◆ Exercise requirements ◆
Count how many lines in the entries below hold "positive". Only the number belongs in the answer.

◆ Supplied information ◆

++++++++++++++++++++

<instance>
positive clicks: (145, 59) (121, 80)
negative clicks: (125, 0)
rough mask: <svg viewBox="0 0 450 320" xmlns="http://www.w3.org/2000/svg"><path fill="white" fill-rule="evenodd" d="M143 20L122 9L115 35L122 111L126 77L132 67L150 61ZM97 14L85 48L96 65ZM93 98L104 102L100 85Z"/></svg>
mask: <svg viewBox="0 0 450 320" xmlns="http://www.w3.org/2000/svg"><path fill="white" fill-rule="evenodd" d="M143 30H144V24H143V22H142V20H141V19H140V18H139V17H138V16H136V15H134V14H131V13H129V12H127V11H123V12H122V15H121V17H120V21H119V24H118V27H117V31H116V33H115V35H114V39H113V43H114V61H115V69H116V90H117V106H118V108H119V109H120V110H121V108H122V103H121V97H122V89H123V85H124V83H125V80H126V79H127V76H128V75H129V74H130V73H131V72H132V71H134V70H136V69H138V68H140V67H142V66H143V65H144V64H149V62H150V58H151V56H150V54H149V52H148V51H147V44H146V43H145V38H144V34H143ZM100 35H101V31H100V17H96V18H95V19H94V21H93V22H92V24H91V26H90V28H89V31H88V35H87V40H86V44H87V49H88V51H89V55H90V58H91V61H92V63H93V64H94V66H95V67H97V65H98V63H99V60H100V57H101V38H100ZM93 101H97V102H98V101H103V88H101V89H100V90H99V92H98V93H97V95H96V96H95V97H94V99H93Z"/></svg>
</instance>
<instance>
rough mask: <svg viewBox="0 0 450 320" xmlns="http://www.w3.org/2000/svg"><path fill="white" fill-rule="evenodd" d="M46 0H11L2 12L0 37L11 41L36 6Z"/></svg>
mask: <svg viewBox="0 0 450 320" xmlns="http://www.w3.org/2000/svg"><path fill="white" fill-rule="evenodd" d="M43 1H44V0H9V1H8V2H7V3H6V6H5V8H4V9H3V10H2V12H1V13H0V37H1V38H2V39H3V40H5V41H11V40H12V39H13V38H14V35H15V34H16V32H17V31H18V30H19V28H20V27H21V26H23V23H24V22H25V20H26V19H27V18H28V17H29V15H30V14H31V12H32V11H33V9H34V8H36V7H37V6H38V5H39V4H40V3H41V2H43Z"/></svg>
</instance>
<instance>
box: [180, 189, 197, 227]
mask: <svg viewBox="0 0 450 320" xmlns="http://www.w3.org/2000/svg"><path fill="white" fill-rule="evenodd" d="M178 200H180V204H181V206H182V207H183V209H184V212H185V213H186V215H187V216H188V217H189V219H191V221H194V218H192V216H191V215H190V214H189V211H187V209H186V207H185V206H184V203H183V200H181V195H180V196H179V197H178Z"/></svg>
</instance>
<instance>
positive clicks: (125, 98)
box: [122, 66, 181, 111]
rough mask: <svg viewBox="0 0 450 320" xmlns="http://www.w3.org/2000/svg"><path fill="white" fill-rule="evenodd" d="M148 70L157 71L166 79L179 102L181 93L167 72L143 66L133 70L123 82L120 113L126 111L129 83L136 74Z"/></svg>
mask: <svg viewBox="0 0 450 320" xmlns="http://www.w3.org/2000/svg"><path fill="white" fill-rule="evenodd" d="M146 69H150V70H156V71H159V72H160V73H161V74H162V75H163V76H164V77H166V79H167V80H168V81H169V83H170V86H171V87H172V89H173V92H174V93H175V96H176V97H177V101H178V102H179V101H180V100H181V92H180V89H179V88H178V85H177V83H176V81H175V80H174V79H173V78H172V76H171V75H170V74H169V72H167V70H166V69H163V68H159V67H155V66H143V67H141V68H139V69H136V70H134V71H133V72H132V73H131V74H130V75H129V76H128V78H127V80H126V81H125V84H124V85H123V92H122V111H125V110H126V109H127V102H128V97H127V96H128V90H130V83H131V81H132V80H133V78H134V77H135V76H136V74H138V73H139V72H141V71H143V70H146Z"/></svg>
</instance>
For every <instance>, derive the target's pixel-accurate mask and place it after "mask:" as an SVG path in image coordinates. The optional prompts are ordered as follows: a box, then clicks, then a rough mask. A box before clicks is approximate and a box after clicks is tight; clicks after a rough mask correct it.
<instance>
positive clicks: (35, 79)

++++++++++++++++++++

◆ The completed task ◆
3